▶ _Data for this exercise_
•••

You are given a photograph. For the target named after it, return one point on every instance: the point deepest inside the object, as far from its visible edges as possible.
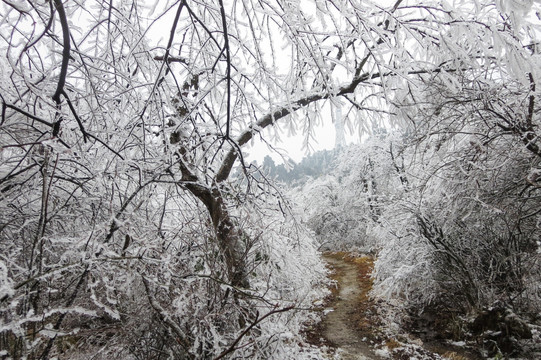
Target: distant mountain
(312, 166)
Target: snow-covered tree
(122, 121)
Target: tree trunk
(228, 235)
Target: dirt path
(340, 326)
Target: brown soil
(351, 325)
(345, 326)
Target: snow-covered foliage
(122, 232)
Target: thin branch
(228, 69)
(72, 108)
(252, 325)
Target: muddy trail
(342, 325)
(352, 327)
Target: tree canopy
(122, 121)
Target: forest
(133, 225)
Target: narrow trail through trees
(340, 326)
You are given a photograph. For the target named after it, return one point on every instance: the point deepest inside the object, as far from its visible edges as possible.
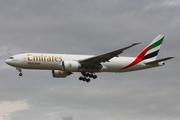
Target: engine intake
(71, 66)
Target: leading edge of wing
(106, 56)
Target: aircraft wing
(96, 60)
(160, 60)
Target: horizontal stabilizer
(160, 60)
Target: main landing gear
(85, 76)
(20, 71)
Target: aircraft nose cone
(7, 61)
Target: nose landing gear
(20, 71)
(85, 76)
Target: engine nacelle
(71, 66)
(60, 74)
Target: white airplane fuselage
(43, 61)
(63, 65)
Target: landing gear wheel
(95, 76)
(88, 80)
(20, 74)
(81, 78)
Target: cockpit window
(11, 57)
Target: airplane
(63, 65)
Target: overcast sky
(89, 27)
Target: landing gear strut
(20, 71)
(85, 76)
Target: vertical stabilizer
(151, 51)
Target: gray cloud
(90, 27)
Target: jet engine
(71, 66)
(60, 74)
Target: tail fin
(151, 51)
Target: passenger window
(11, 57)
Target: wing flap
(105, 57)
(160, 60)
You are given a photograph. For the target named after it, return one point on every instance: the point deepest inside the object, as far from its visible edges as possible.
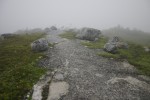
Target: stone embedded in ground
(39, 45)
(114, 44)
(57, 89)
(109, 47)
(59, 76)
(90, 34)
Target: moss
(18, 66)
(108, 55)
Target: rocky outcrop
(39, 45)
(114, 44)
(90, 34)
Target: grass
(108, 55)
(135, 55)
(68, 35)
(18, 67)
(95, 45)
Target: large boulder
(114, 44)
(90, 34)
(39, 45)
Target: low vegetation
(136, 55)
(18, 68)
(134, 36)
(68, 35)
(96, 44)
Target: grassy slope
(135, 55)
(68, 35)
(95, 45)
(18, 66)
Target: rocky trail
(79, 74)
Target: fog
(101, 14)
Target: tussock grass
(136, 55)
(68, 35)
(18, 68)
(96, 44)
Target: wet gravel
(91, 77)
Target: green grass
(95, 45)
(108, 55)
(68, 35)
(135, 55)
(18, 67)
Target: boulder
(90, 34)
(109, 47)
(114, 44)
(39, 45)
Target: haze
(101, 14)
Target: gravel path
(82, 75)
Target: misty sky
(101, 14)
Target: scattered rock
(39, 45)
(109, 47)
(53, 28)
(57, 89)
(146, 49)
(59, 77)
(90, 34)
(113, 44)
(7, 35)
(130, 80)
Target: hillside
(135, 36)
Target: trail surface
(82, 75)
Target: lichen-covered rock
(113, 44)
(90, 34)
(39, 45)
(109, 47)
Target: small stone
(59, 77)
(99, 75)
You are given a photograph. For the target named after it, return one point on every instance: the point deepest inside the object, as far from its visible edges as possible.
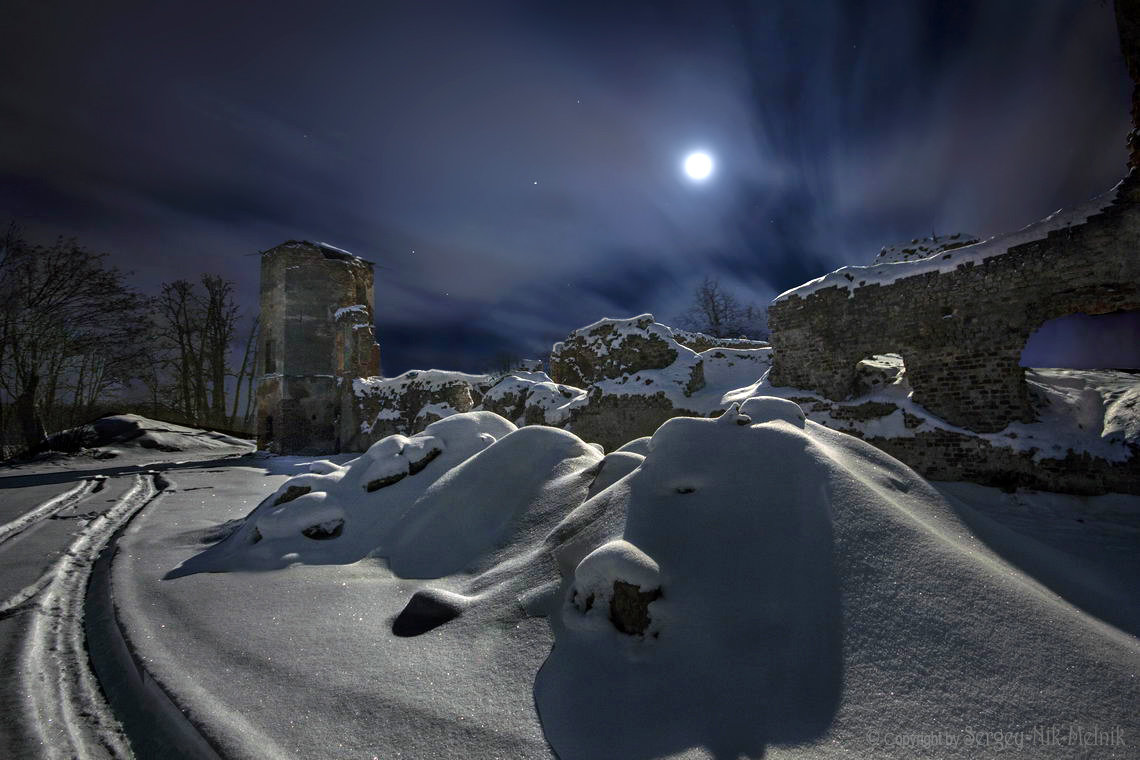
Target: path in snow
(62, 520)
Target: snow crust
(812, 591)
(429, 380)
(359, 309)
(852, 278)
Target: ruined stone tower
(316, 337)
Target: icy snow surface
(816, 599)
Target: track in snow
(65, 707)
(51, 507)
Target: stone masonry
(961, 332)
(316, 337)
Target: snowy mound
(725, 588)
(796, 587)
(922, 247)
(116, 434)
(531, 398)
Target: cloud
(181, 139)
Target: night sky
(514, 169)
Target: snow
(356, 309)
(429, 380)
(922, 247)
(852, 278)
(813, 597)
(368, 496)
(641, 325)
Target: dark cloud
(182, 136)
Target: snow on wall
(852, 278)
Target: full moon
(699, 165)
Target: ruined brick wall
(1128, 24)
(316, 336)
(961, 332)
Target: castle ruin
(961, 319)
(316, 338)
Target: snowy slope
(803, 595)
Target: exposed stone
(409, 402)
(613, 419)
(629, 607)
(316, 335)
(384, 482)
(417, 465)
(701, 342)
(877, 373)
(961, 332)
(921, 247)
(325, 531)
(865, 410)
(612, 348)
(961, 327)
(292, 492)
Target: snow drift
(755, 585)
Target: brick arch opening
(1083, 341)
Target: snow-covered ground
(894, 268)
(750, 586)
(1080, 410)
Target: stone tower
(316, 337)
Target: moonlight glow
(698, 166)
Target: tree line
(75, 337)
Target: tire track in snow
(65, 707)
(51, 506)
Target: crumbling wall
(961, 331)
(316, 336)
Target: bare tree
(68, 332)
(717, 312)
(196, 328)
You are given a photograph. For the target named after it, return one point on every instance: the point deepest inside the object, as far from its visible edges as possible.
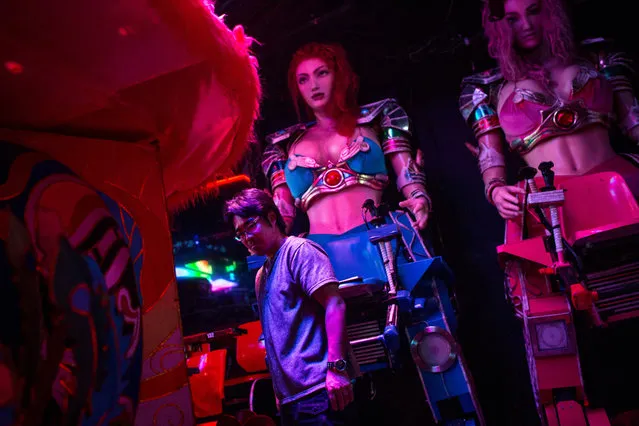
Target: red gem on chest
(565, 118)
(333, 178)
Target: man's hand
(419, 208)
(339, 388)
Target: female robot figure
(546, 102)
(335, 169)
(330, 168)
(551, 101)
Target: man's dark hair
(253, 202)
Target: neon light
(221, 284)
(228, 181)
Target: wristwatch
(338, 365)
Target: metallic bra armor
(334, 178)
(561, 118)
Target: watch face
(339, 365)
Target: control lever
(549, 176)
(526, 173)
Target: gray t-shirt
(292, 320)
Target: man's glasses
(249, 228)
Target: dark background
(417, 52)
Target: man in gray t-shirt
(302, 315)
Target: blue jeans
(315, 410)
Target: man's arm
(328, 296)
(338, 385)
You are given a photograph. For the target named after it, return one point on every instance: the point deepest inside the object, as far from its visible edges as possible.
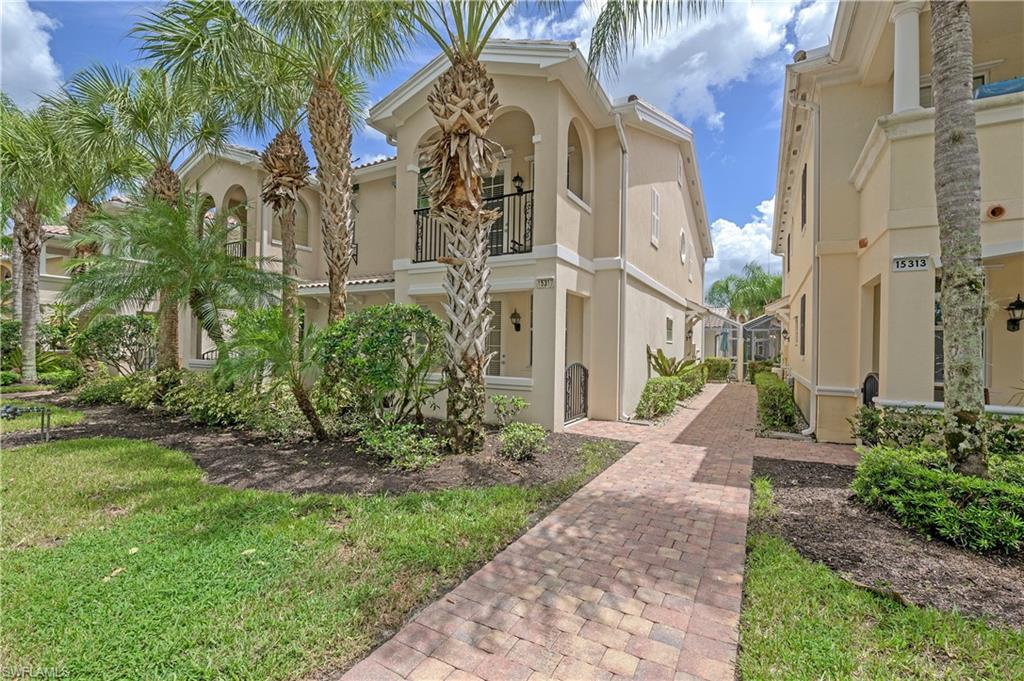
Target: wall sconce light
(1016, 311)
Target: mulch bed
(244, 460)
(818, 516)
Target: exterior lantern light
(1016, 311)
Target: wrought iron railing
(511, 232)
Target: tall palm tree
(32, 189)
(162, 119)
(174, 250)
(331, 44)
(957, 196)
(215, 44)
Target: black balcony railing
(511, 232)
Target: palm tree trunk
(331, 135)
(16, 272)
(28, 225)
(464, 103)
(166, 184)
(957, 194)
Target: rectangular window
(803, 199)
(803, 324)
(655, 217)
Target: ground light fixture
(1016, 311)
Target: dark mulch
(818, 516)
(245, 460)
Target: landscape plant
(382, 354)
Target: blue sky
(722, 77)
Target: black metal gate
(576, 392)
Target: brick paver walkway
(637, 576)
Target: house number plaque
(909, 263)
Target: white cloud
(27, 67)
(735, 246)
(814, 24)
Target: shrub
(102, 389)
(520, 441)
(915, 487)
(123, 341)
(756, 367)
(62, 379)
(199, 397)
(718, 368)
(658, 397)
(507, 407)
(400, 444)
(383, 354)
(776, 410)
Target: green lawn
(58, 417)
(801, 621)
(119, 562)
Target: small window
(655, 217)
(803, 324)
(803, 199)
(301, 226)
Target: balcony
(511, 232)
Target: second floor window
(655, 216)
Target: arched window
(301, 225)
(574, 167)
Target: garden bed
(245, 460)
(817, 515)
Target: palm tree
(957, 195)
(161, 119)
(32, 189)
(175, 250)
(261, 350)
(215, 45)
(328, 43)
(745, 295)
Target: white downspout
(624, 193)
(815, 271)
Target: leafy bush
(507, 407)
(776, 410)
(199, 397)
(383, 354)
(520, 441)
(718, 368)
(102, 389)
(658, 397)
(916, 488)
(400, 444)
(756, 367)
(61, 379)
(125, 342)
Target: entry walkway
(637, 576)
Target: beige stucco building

•••

▶ _Written problem_
Could you repeat all of the material exactly? Pictures should not be copied.

▶ _Result_
You are given a photograph. For the target named after it, return one point on every instance: the point deepest inside the object, as far from its visible edges as possible.
Target: distant mountain
(312, 166)
Target: snow-covered tree
(122, 121)
Target: tree trunk
(228, 235)
Target: dirt path
(340, 326)
Target: brown soil
(351, 325)
(345, 326)
Target: snow-covered foliage
(122, 232)
Target: thin branch
(228, 69)
(72, 108)
(252, 325)
Target: muddy trail
(342, 325)
(352, 327)
Target: tree canopy
(122, 121)
Target: forest
(133, 225)
Target: narrow trail through trees
(340, 326)
You are given a photograph. For the target named after it, return one point on every instance: the point deepest inside the object, as far from its visible edges as possible.
Target: engine intake
(71, 66)
Target: leading edge of wing
(106, 56)
Target: aircraft wing
(96, 60)
(160, 60)
Target: horizontal stabilizer
(160, 60)
Target: main landing gear
(85, 76)
(20, 71)
Target: aircraft nose cone
(7, 61)
Target: nose landing gear
(20, 71)
(85, 76)
Target: engine nacelle
(71, 66)
(60, 74)
Target: white airplane fuselage
(43, 61)
(63, 65)
Target: landing gear wheel
(95, 76)
(88, 80)
(20, 74)
(81, 78)
Target: cockpit window
(11, 57)
Target: airplane
(63, 65)
Target: overcast sky
(89, 27)
Target: landing gear strut
(20, 71)
(85, 76)
Target: vertical stabilizer
(151, 51)
Target: gray cloud
(90, 27)
Target: jet engine
(71, 66)
(60, 74)
Target: tail fin
(151, 51)
Target: passenger window
(11, 57)
Target: wing flap
(105, 57)
(160, 60)
You are given a photograph. For the target named after it, return one point on every instance: the point deepest inside the object, as far from its visible edges as possible.
Target: stone embedded in ground
(39, 45)
(114, 44)
(57, 89)
(109, 47)
(59, 76)
(90, 34)
Target: moss
(18, 66)
(108, 55)
Target: rocky outcrop
(39, 45)
(114, 44)
(90, 34)
Target: grass
(108, 55)
(135, 55)
(68, 35)
(18, 67)
(95, 45)
Target: large boulder
(114, 44)
(90, 34)
(39, 45)
Target: low vegetation
(136, 55)
(18, 68)
(134, 36)
(68, 35)
(96, 44)
Target: grassy slope
(135, 55)
(68, 35)
(95, 45)
(18, 66)
Target: rocky trail
(79, 74)
Target: fog
(101, 14)
Target: tussock grass
(136, 55)
(68, 35)
(18, 68)
(96, 44)
Target: wet gravel
(91, 77)
Target: green grass
(95, 45)
(108, 55)
(68, 35)
(135, 55)
(18, 67)
Target: boulder
(90, 34)
(109, 47)
(114, 44)
(39, 45)
Target: haze
(101, 14)
Target: gravel path
(82, 75)
Target: misty sky
(101, 14)
Target: scattered rock
(39, 45)
(109, 47)
(53, 28)
(57, 89)
(146, 49)
(59, 77)
(90, 34)
(113, 44)
(7, 35)
(130, 80)
Target: hillside
(135, 36)
Target: trail surface
(82, 75)
Target: lichen-covered rock
(113, 44)
(90, 34)
(39, 45)
(109, 47)
Target: small stone
(59, 77)
(99, 75)
You are given a photograph. For the target named after it, return one point on every instance: the point deepest inside the object, as far from its visible edges as possible.
Target: path in snow
(62, 520)
Target: snow crust
(812, 591)
(429, 380)
(359, 309)
(852, 278)
Target: ruined stone tower
(316, 337)
Target: icy snow surface
(816, 599)
Target: track in snow
(65, 707)
(51, 507)
Target: stone masonry
(961, 332)
(316, 337)
Target: snowy mound
(725, 588)
(796, 587)
(922, 247)
(116, 434)
(531, 398)
Target: cloud
(181, 139)
Target: night sky
(514, 169)
Target: snow
(356, 309)
(429, 380)
(922, 247)
(852, 278)
(813, 597)
(368, 496)
(641, 325)
Target: dark cloud
(182, 136)
Target: snow on wall
(852, 278)
Target: full moon
(699, 165)
Target: ruined brick wall
(1128, 24)
(316, 336)
(961, 332)
Target: castle ruin
(961, 319)
(316, 338)
Target: snowy slope
(803, 595)
Target: exposed stone
(409, 402)
(613, 419)
(629, 607)
(316, 335)
(384, 482)
(417, 465)
(701, 342)
(877, 373)
(961, 332)
(921, 247)
(325, 531)
(865, 410)
(612, 348)
(961, 327)
(292, 492)
Target: snow drift
(755, 585)
Target: brick arch opening
(1083, 341)
Target: snow-covered ground
(894, 268)
(750, 586)
(1080, 410)
Target: stone tower
(316, 337)
Target: moonlight glow
(698, 166)
Target: tree line
(75, 337)
Target: tire track in snow
(65, 707)
(51, 506)
Target: crumbling wall
(961, 331)
(316, 336)
Target: bare tree
(68, 332)
(717, 312)
(196, 328)
You are given a photograph. For the target named after it, return one point on every instance: the point deepest inside the object, as far from its visible edges as possible.
Target: red gem on chest
(565, 118)
(333, 178)
Target: man's hand
(419, 208)
(339, 388)
Target: female robot figure
(546, 102)
(335, 169)
(330, 168)
(551, 101)
Target: man's dark hair
(253, 202)
Target: neon light
(221, 284)
(228, 181)
Target: wristwatch
(338, 365)
Target: metallic bra armor
(334, 178)
(561, 118)
Target: watch face
(339, 365)
Target: control lever
(549, 176)
(526, 173)
Target: gray t-shirt
(292, 320)
Target: man's glasses
(249, 228)
Target: dark background
(417, 52)
Target: man in gray t-shirt
(302, 315)
Target: blue jeans
(315, 410)
Target: man's arm
(328, 296)
(338, 385)
You are given a photograph. For the target named after it, return one point on every instance: the point deepest inside the object, as far from its visible edges as possible.
Target: wall sconce light
(1016, 311)
Target: mulch bed
(244, 460)
(818, 516)
Target: exterior lantern light
(1016, 311)
Target: wrought iron railing
(511, 232)
Target: tall palm tree
(32, 189)
(162, 119)
(174, 250)
(331, 44)
(957, 196)
(215, 44)
Target: black balcony railing
(511, 232)
Target: palm tree trunk
(331, 135)
(16, 272)
(28, 225)
(464, 103)
(166, 184)
(957, 194)
Target: rectangular window
(803, 199)
(803, 324)
(655, 217)
Target: ground light fixture
(1016, 311)
Target: dark mulch
(818, 516)
(245, 460)
Target: landscape plant
(382, 354)
Target: blue sky
(722, 77)
Target: black metal gate
(576, 392)
Target: brick paver walkway
(637, 576)
Target: house number plaque
(909, 263)
Target: white cloud
(27, 67)
(735, 246)
(814, 24)
Target: shrub
(102, 389)
(520, 441)
(915, 487)
(123, 341)
(756, 367)
(62, 379)
(199, 397)
(718, 368)
(658, 397)
(507, 407)
(400, 444)
(383, 354)
(776, 410)
Target: green lawn
(58, 417)
(801, 621)
(119, 562)
Target: small window
(655, 217)
(803, 324)
(803, 199)
(301, 226)
Target: balcony
(511, 232)
Target: second floor window
(655, 216)
Target: arched window
(301, 225)
(574, 167)
Target: garden bed
(245, 460)
(817, 515)
Target: palm tree
(957, 195)
(161, 119)
(32, 189)
(175, 250)
(261, 350)
(215, 45)
(328, 43)
(745, 295)
Target: white downspout
(624, 193)
(815, 271)
Target: leafy bush
(507, 407)
(776, 410)
(199, 397)
(383, 354)
(520, 441)
(718, 368)
(102, 389)
(658, 397)
(916, 488)
(400, 444)
(756, 367)
(61, 379)
(125, 342)
Target: entry walkway
(637, 576)
Target: beige stucco building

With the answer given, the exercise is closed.